> **Directive**
Copy out the entries below from the line containing "# locate child's hair: put" through the end of the entries, both ends included, and leave the pictures out.

> **Dataset records**
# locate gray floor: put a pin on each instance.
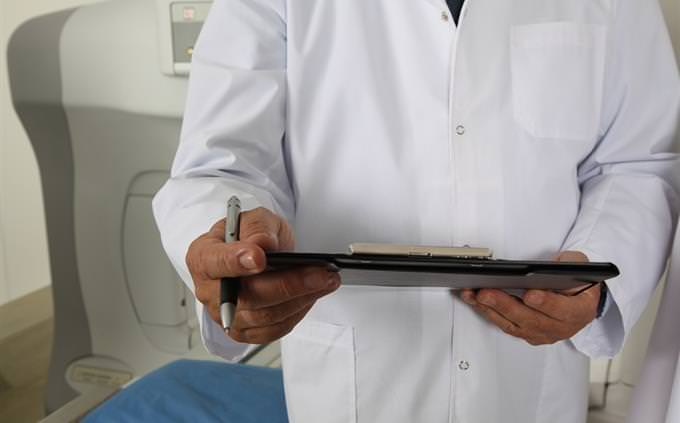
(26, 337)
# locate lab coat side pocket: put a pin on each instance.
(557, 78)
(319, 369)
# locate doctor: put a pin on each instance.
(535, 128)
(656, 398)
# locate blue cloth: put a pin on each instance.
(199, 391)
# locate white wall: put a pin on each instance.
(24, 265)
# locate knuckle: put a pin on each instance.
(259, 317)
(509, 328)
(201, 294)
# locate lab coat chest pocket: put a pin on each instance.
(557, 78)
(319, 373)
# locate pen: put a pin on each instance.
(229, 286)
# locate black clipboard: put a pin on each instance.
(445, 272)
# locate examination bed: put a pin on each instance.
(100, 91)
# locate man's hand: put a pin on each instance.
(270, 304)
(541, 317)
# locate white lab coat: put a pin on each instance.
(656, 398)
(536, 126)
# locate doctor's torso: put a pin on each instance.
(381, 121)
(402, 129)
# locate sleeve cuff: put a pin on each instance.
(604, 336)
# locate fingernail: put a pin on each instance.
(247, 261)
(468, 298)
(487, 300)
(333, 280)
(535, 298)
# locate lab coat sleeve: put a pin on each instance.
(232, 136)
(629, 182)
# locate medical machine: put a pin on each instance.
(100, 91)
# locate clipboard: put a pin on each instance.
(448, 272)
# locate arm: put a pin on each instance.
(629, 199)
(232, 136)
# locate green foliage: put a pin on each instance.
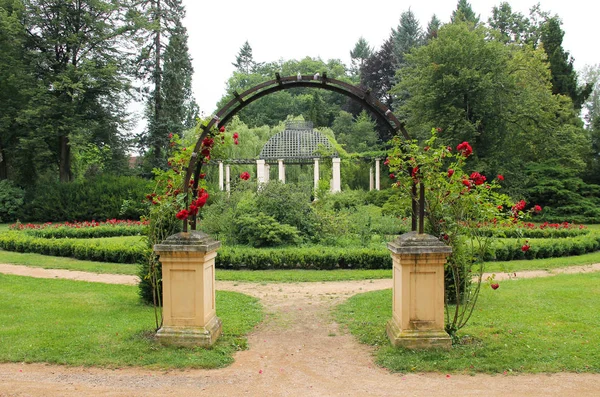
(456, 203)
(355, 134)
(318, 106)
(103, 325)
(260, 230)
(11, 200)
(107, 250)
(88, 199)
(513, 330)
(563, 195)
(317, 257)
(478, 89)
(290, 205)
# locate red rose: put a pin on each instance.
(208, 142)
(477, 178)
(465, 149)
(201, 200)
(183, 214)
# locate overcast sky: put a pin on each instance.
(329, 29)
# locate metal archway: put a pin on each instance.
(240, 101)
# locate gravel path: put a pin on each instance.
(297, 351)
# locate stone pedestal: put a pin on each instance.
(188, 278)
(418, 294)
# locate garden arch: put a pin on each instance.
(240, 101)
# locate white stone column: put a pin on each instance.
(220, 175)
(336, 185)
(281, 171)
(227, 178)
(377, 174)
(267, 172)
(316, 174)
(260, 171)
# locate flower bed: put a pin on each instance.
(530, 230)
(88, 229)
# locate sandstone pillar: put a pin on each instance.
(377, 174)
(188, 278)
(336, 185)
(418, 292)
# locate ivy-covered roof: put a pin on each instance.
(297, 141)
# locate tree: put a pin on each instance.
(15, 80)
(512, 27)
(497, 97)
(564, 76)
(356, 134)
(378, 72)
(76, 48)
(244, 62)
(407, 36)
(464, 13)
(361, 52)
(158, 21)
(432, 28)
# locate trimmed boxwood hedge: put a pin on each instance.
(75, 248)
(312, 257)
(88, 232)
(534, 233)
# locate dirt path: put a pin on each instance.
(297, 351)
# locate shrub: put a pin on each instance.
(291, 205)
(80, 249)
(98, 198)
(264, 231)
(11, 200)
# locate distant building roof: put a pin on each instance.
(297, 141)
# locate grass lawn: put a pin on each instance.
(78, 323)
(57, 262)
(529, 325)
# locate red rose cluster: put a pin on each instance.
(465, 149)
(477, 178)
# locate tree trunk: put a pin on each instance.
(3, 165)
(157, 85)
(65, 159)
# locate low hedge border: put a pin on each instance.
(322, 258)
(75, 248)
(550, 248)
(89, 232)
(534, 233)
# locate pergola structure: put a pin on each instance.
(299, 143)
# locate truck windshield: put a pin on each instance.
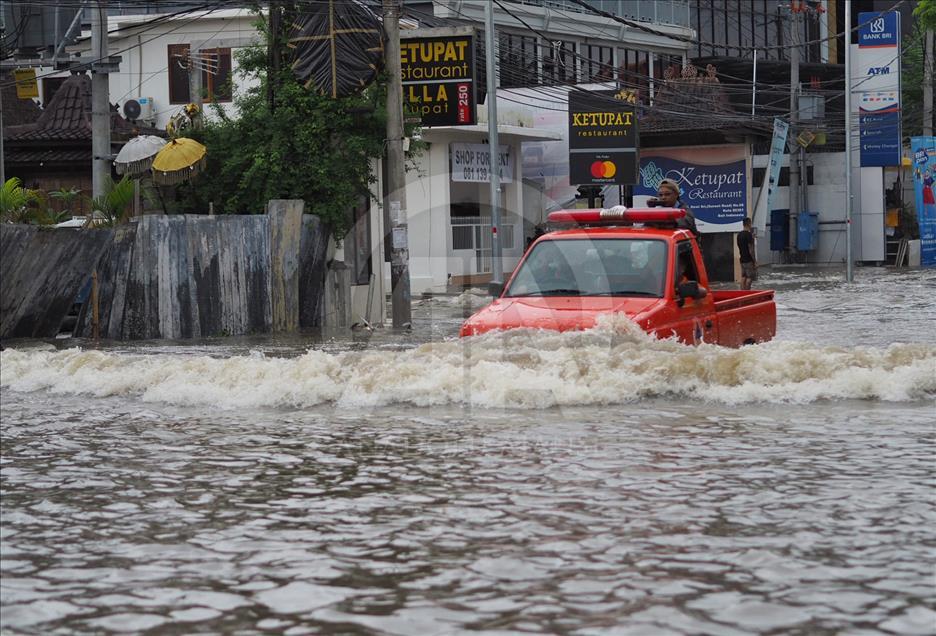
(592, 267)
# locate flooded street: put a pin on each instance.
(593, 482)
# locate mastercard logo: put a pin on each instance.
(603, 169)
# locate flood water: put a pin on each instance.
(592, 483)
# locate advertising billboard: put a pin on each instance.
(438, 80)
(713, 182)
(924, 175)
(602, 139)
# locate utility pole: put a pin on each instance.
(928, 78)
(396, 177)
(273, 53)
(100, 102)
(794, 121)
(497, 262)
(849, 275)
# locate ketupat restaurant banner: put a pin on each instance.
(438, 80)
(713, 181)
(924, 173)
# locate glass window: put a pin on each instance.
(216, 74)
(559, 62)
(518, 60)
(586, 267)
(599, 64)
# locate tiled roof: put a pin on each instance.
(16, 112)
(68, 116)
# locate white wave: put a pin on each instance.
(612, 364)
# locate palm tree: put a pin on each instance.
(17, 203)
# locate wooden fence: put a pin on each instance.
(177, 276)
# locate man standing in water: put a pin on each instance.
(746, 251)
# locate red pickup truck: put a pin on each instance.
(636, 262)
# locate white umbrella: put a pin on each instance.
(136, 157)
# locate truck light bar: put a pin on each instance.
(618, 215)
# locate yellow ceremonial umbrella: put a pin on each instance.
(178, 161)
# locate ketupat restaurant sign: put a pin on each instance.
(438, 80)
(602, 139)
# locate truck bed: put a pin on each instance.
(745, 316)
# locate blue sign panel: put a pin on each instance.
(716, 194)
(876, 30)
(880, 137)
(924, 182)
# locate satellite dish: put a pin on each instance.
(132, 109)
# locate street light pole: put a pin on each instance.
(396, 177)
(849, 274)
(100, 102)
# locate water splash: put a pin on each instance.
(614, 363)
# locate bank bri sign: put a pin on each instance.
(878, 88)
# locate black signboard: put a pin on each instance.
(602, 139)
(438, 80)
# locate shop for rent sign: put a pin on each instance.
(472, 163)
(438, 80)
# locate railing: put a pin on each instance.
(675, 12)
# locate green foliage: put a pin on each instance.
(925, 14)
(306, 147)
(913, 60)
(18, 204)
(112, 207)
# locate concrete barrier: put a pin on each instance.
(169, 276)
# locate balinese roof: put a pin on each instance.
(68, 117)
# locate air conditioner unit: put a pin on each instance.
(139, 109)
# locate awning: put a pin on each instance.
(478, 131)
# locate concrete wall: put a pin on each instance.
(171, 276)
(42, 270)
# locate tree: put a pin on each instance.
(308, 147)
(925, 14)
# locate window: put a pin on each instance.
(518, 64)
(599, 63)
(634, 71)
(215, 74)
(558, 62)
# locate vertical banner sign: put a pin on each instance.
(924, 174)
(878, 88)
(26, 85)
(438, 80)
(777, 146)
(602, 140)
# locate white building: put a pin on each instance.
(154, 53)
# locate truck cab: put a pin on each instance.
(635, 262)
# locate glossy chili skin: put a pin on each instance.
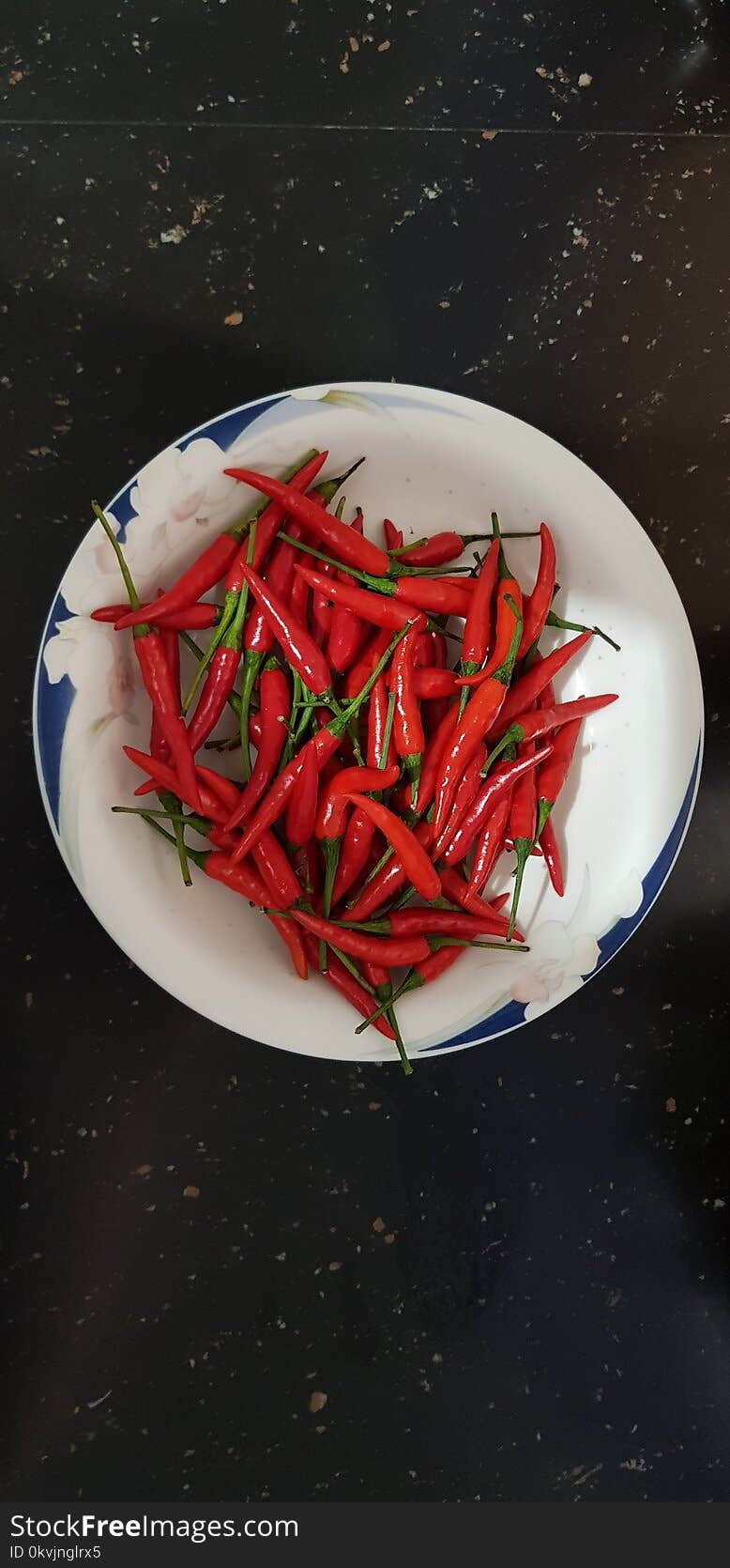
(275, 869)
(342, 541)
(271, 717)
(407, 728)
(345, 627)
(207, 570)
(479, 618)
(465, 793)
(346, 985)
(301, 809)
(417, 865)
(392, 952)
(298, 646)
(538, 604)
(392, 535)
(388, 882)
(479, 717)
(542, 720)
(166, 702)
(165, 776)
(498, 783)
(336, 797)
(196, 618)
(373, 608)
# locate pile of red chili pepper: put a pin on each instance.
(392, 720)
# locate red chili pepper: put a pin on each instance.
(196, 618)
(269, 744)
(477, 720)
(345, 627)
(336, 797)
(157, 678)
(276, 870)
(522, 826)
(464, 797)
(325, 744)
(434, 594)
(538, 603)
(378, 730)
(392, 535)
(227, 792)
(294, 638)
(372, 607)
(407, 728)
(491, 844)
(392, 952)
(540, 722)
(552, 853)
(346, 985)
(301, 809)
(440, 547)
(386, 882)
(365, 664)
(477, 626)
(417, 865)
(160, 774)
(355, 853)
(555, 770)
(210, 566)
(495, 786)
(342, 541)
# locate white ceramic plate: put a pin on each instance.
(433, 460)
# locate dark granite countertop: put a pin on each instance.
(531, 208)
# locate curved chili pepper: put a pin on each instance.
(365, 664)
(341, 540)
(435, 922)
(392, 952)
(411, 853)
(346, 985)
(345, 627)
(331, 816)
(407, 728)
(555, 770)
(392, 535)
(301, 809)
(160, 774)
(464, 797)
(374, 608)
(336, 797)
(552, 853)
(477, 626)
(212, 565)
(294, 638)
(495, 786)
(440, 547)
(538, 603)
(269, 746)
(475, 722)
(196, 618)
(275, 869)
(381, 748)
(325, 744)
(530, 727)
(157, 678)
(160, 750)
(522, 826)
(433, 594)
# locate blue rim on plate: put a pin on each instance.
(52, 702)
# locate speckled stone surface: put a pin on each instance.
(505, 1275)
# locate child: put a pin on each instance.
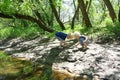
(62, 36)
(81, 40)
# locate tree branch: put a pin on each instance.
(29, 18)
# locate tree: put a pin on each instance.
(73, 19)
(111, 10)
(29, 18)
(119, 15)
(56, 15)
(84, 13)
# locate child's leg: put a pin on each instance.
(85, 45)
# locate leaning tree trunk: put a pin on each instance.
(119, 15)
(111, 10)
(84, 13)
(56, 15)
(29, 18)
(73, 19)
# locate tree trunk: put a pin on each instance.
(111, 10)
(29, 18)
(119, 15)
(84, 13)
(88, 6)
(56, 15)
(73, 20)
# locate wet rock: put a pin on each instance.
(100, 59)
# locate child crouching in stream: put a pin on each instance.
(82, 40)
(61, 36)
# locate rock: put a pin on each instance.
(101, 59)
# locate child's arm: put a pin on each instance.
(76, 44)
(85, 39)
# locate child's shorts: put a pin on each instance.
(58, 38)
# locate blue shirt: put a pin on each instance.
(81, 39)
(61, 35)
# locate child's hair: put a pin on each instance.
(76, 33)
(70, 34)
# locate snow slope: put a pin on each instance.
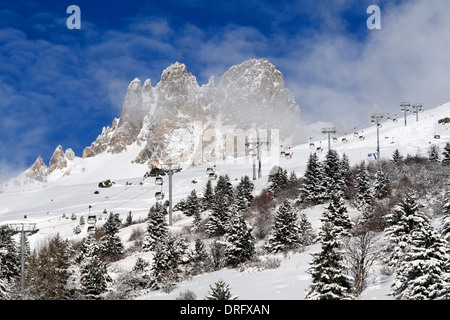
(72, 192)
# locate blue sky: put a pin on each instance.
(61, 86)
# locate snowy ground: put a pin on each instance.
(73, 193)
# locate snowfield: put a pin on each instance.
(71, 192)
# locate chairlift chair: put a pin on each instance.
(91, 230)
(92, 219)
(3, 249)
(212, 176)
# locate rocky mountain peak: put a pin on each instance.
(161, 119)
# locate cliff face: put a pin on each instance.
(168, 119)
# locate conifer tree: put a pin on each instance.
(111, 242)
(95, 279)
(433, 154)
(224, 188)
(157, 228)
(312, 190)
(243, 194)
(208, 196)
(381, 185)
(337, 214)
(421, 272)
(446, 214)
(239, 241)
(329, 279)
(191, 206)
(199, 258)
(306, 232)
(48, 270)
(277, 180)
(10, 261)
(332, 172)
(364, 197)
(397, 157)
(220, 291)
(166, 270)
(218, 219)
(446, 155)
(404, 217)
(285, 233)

> **Completed exercise**
# locate child's hair: put a pin on each instance.
(76, 33)
(70, 34)
# locate snow slope: put a pin on each instance.
(72, 192)
# locate blue sky: put a pin on each instance.
(61, 86)
# locate snowy ground: put a pin on each instance.
(73, 193)
# locate snowfield: put a pin on each instance.
(71, 192)
# locate chairlift chair: put a pin on each instance.
(91, 230)
(92, 219)
(3, 249)
(212, 176)
# locate rocky mountain peak: put a pin on each instance.
(161, 119)
# locate cliff face: put a pin on each instance.
(168, 119)
# locate conifer tree: put a pin on each instance.
(111, 242)
(95, 279)
(433, 154)
(224, 188)
(157, 228)
(312, 190)
(243, 194)
(208, 196)
(381, 185)
(337, 214)
(421, 272)
(446, 214)
(239, 241)
(329, 279)
(191, 206)
(199, 258)
(306, 232)
(48, 270)
(277, 180)
(10, 261)
(332, 172)
(364, 197)
(397, 157)
(220, 291)
(166, 270)
(218, 219)
(446, 155)
(404, 217)
(285, 233)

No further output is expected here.